ACTIVITY: From the text about the closet of skeletons, reproduce word for word the passage from "Now imagine you" to "out to play.".

EXTRACT TO READ:
You are standing in a room. Paint it however you like. Change the lighting. Invite some furnishings. A lamp. A rug. Some music even. Make it relaxing. This is your safe haven. Ahhhh.
In the back of the room, there is a closet. The closet is filled with skeletons.
You hate the closet.
Your neighbors down the hall and all over town have a closet filled with skeletons as well, but you don’t often chat about this publicly. Like talking about sex or your parents or anything else sacred, it’s not entirely polite. Skeletons are a burden you all bear, in relative silence.
Now, there’s a few things you should know about skeletons: they are lonely, they are stupid, and they love you.
They rattle and wail to each other, but they would rather play with you. You would frankly never go near them, but, if you leave them alone for too long, they get extremely unhappy and start banging on the closet door, making it very difficult to sleep or entertain company. You occasionally unlock the door to chat with them, but they tend to be sharp-tongued and, well, monstrous to look at, so you make your chats brief and keep the door closed if you can help it.
Finally, they are dead things, and they smell. You have to clean the closet periodically, and they love to see you do it, but you are all too eager to slam the door on them when it’s done.
Now imagine you have a neighbor. His skeletons are also lonely, and restless, and banging on the door at odd hours, and he needs help with his as much as you do with yours. For one reason or another (his hair looks like your father’s, his room is very attractive, or maybe you heard his skeletons singing late one night down the hall and have to admit the tune wasn’t bad), you decide to oblige each other. Frankly we could spend all day talking about the reasons you decide to play the Skeleton Game with this person, but for now, let’s let that go and establish that you have opted in.
You try to get your skeletons out to play.
The hope is that they’ll stop bothering you and just bother each other, because you both need some sleep.
You go to the back of your room, open the closet, and wrestle a few out.
You shuffle them outside into the yard, they drag their heels and shudder against the light of the sun. They’re a little shy and bewildered. They want to go back inside.
Now, you have a few neighbors, and you’ve probably done this a few times before. Sometimes your neighbor has not shown up. Or maybe he showed up with fake skeletons, or came out too late after you were already on your way back inside. The one thing skeletons hate more than anything is being stood up or duped, and when any of these scenarios takes place they pout and howl and make your room a mess for weeks before you can finally wrangle them back inside.
But now you’re here, outside. And let’s say in this version of the Game, he has also brought his, monsters clinging to him like children. You can see the hate and shame on his face, and imagine if you look like that too.
Your skeletons look at each other.
There is a horrible moment of complete vulnerability where you question everything you have done and wonder if you should have just put up with the banging and moaning from your closet and maybe invested in some soundproof padding instead of this nonsense.
Then, the skeletons start to play with each other. They are shy at first, but then they really go for it. They are sometimes a little rough, so you have to remind them to be gentle, to be patient with each other. It takes a little time, but with your neighbor helping too, they get the hang of it.
They stop wailing. Their heels stop dragging. They walk and dance with each other, however awkwardly.
Entranced, they become less interested in you.
You suggest to your neighbor that you go back inside. During this time your room is quiet. It smells clean and sweet, free of wounded things.
This is the perfect time for lovemaking.

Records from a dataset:
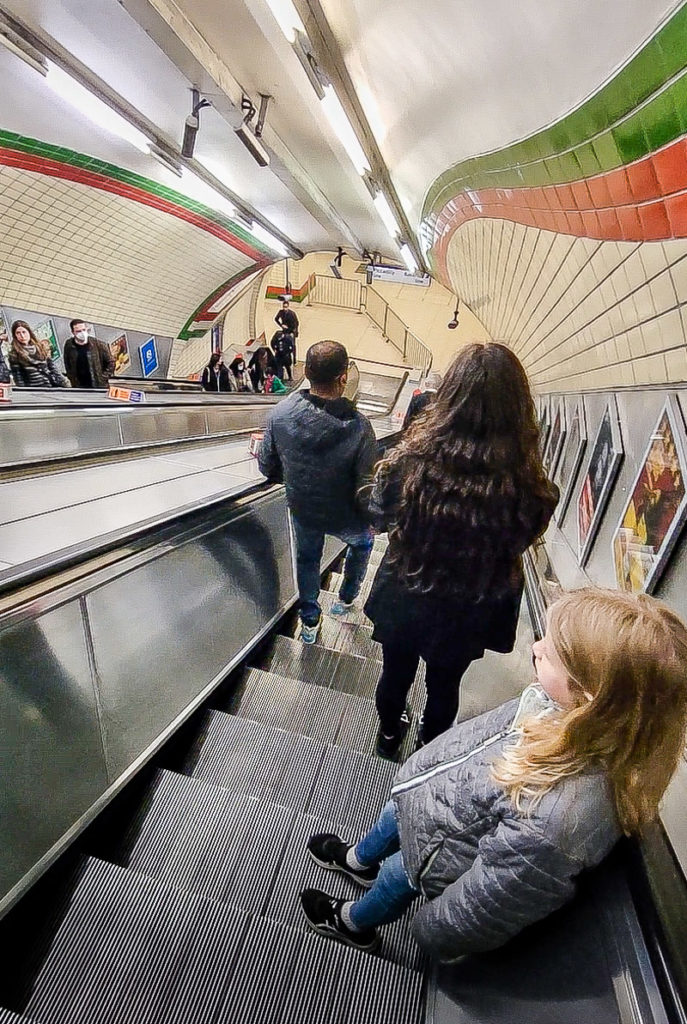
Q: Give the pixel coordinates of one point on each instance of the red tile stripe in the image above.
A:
(43, 165)
(644, 202)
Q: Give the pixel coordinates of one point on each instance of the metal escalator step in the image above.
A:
(342, 719)
(347, 637)
(258, 760)
(314, 664)
(300, 707)
(130, 949)
(351, 787)
(206, 840)
(299, 871)
(287, 976)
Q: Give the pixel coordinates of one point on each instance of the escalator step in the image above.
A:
(310, 711)
(299, 871)
(315, 664)
(289, 977)
(206, 840)
(130, 949)
(292, 770)
(337, 718)
(347, 637)
(235, 850)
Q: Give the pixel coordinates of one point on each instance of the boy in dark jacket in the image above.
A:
(325, 452)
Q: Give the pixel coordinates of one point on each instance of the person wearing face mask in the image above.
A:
(88, 361)
(30, 359)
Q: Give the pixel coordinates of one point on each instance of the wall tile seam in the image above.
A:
(615, 363)
(591, 292)
(605, 312)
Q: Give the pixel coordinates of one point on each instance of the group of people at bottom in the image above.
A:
(267, 368)
(494, 818)
(88, 361)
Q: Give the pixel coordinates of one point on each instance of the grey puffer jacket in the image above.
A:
(487, 869)
(325, 452)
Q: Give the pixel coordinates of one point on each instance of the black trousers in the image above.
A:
(442, 683)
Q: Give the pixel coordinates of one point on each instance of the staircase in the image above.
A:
(195, 914)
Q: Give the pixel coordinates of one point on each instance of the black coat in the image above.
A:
(437, 626)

RESULT OF THIS TASK:
Now imagine you have a neighbor. His skeletons are also lonely, and restless, and banging on the door at odd hours, and he needs help with his as much as you do with yours. For one reason or another (his hair looks like your father’s, his room is very attractive, or maybe you heard his skeletons singing late one night down the hall and have to admit the tune wasn’t bad), you decide to oblige each other. Frankly we could spend all day talking about the reasons you decide to play the Skeleton Game with this person, but for now, let’s let that go and establish that you have opted in.
You try to get your skeletons out to play.